Recopiez fidèlement le passage du texte sur le management de l'échec qui commence par "Fail management : Comment" et se poursuit jusqu'à "chefs d’entreprise post-faillite.".

──────── EXTRAIT DU TEXTE

Fail management : Comment rebondir après un échec professionnel
- Qu’est ce que le Fail management ?
La notion du Fail Management ou Management de l’échec est une approche d’accompagnement de l’échec, qui a intégré le monde de l’entreprise depuis les années 2000. Des chercheurs américains en économie et gestion ont mis l’accent sur la relation entre l’échec et la réussite à travers des études et des analyses des situations d’échec et des personnes ayant vécu un échec dans leur vie professionnelle. En 2008, Philippe Rambaud, ancien cadre qui a connu la liquidation judiciaire de son entreprise, crée l’Association des « 60.000 Rebonds » pour accompagner les chefs d’entreprise post-faillite.
Pour la définir, il suffit de revenir sur les termes qui la composent : « management » et « échec ».
Le management fait référence à l’« ensemble des formules d’administration, d’organisation et de gestion de l’entreprise ». Et « échec » se définit comme la fin insatisfaisante d’une action ou d’une entreprise. Le management de l’échec reflèterait donc les techniques de gestion de l’échec, qui permettent de passer de la non-réussite vers le succès. D’une situation perçue comme négative vers une ouverture et un couronnement, positif par nature. Il s’agit là d’une nouvelle forme d’apprentissage ; l’apprentissage par l’échec, qui est une approche behavioriste (comportementale) enrichie d’émotions.
- Quels sont les avantages de ce concept ?
En Europe, l’échec et, surtout l’entrepreneur qui a connu l’échec, sont souvent sujets à la stigmatisation, au rejet et à la critique. Cette malveillance sociale est due aussi bien une relation négative à l‘échec qu’à une méconnaissance du rôle de l’échec dans le tissu économique d’un pays.
Durant de nombreuses années, des « success stories » ont été mises en avant et félicitées. Et aujourd’hui, c’est au tour de l’échec d’être mis au-devant de la scène. L’échec entrepreneurial commence à susciter l’intérêt, notamment au travers de son processus d’apprentissage. Ce phénomène génère souvent de la peur et c’est pourquoi il convient de le démystifier.
L’échec d’un entrepreneur penche à être considéré comme une opportunité d’apprentissage, un stimulus, susceptible de déclencher un processus d’apprentissage organisationnel et de changements stratégiques et opérationnels. Cette expérience d’échec est une occasion de délimiter le champ des actions aboutissants à un résultat positif de celles vouées à l’échec. En d’autres termes, il permet de ressortir les erreurs ayant causé le résultat et de dégager de façon plus précise les processus aboutissant à la réussite.
De plus, l’expérience de l’échec élargit l’horizon des opportunités à saisir et ouvre la voie vers de nouveaux projets et de nouvelles vocations plus ajustés aux besoins et aux moyens.

────────────────
──────── DONNÉES FOURNIES

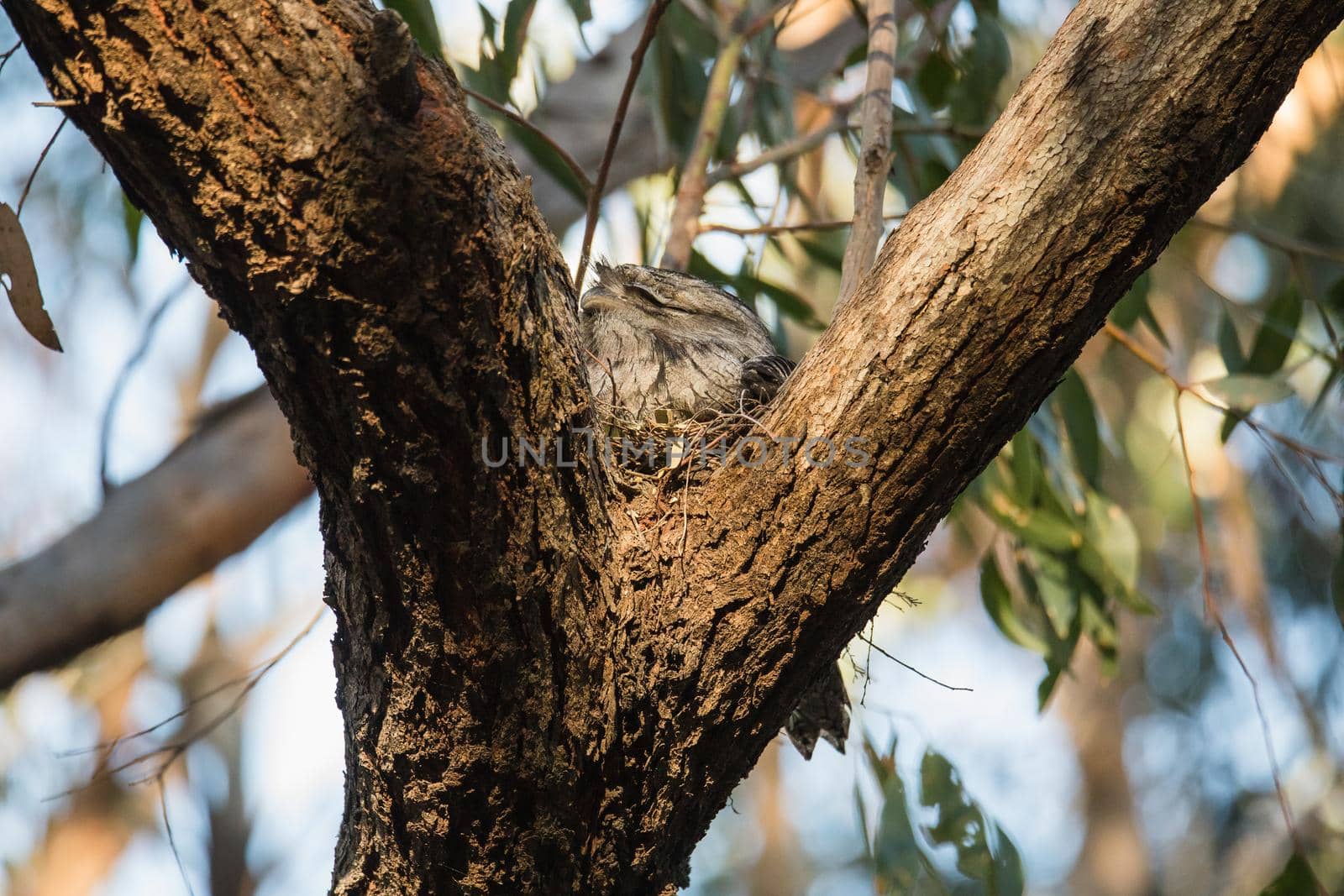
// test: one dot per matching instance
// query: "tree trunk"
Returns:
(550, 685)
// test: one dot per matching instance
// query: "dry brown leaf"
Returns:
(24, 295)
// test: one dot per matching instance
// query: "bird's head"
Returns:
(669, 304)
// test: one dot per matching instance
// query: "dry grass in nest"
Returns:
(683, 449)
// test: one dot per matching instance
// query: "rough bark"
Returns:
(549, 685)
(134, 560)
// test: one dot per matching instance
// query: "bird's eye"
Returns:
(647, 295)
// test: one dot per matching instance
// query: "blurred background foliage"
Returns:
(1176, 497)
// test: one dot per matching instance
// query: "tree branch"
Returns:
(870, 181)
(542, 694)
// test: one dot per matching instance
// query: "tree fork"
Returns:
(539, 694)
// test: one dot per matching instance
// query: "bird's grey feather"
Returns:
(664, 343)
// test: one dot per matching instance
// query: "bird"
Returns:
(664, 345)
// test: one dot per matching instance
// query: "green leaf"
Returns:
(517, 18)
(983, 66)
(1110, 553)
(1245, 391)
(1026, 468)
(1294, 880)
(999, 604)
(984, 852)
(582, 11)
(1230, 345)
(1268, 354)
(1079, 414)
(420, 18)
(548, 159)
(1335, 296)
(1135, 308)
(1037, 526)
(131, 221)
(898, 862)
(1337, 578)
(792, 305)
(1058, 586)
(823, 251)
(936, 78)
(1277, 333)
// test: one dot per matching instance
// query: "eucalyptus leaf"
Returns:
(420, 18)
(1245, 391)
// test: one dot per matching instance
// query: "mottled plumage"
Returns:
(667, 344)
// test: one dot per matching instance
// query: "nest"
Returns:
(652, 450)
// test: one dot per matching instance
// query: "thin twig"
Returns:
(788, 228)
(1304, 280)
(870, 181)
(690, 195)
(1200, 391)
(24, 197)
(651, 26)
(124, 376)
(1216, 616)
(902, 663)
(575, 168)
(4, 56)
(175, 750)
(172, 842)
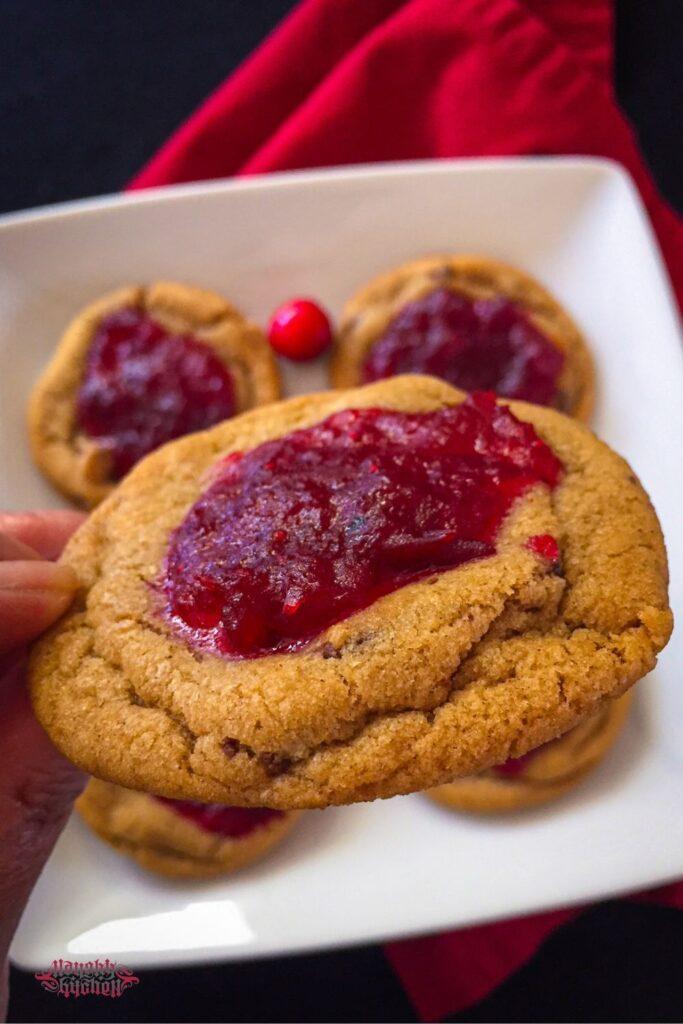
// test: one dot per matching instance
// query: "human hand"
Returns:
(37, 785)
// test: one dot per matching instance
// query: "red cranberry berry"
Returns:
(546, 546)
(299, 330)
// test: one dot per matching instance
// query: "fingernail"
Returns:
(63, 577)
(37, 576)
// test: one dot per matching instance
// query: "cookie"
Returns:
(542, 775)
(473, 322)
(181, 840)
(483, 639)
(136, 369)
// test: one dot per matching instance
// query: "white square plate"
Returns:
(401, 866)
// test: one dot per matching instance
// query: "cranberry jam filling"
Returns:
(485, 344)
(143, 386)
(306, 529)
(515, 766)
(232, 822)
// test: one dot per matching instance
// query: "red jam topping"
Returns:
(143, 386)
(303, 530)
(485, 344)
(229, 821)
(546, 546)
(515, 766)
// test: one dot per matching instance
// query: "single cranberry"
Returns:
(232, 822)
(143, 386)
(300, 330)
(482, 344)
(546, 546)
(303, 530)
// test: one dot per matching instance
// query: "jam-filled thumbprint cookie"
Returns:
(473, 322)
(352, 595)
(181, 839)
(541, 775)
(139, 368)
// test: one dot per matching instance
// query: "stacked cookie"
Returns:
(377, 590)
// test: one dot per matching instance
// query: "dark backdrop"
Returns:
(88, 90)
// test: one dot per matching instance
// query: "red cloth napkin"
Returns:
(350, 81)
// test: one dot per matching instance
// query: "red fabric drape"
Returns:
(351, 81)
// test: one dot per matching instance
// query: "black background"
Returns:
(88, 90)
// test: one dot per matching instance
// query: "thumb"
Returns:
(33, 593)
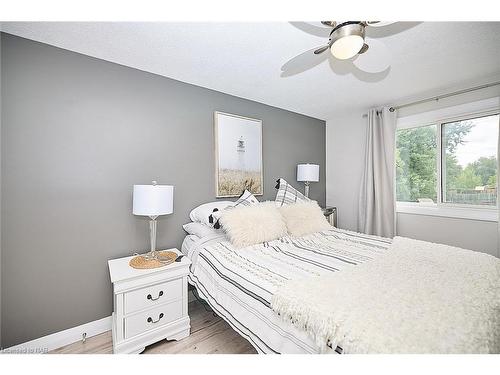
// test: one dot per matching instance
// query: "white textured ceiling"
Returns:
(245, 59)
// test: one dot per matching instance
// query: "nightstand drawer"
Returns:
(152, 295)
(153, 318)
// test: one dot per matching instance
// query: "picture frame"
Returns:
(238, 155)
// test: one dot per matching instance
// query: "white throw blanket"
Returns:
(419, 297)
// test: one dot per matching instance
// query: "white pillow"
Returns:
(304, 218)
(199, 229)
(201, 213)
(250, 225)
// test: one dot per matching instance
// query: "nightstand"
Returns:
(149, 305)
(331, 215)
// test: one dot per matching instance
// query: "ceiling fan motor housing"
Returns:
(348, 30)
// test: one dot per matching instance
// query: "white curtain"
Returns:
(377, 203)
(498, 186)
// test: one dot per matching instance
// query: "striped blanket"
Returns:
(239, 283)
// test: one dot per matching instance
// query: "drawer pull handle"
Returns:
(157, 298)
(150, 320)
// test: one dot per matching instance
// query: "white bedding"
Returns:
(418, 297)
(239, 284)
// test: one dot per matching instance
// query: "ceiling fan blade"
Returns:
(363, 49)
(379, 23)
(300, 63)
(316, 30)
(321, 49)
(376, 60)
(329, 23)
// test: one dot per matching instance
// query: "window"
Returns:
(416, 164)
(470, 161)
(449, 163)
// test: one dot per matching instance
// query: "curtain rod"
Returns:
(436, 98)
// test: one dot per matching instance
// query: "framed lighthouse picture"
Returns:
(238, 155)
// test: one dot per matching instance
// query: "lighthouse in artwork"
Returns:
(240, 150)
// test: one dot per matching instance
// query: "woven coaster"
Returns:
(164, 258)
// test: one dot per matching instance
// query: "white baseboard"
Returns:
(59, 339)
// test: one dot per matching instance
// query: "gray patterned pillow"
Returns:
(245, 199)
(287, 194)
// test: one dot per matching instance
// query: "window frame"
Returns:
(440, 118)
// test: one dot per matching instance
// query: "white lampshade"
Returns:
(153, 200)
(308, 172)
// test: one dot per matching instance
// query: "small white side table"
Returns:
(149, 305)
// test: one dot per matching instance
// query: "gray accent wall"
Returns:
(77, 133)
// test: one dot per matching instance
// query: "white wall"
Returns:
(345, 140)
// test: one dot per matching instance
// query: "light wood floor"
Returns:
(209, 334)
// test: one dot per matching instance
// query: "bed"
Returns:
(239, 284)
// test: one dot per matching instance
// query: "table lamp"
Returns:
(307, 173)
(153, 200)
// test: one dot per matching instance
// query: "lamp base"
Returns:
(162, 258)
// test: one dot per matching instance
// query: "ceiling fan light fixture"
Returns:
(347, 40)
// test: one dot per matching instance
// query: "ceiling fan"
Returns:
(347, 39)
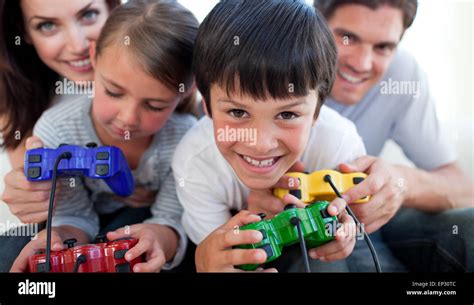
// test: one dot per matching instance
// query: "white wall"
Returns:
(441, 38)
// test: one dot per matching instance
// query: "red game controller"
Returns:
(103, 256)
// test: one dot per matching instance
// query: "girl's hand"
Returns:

────────────────

■ RÉSULTAT:
Fail management : Comment rebondir après un échec professionnel
- Qu’est ce que le Fail management ?
La notion du Fail Management ou Management de l’échec est une approche d’accompagnement de l’échec, qui a intégré le monde de l’entreprise depuis les années 2000. Des chercheurs américains en économie et gestion ont mis l’accent sur la relation entre l’échec et la réussite à travers des études et des analyses des situations d’échec et des personnes ayant vécu un échec dans leur vie professionnelle. En 2008, Philippe Rambaud, ancien cadre qui a connu la liquidation judiciaire de son entreprise, crée l’Association des « 60.000 Rebonds » pour accompagner les chefs d’entreprise post-faillite.